# Extract to read:
God had a bigger plan for Peoria mom Maria Valdez. She’s sure of it. She’s sure that’s why four years after her skull was crushed in a horrendous freeway crash, she’s surviving and thriving as a staff member for the Grand Canyon Chapter of the American Red Cross – where her work is helping others.
She indeed is one of John C. Lincoln’s miracle patients, the ones whose broken, battered bodies defied the odds to heal and come back strong. She never lost hope, but her trauma physicians will tell you what a close call she had.
She was driving south, approaching Cactus on Interstate 17, traveling to meet her daughter for early shopping for family Christmas presents. She really doesn’t remember what caused the crash; trauma patients rarely remember details of their accidents.
But witnesses reported seeing her car veer across traffic and flip five times. EMTs arrived within minutes and rushed her to John C. Lincoln North Mountain Hospital’s Level I Trauma Center.

# Data below:

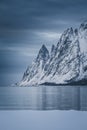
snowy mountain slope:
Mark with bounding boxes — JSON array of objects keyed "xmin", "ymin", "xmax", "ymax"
[{"xmin": 19, "ymin": 21, "xmax": 87, "ymax": 86}]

# Problem to work on:
Translate this sentence from the article about Maria Valdez's recovery into Spanish: "EMTs arrived within minutes and rushed her to John C. Lincoln North Mountain Hospital’s Level I Trauma Center."

# Solution:
Los técnicos de emergencias médicas llegaron en cuestión de minutos y la trasladaron de urgencia al Centro de Trauma de Nivel I del John C. Lincoln North Mountain Hospital.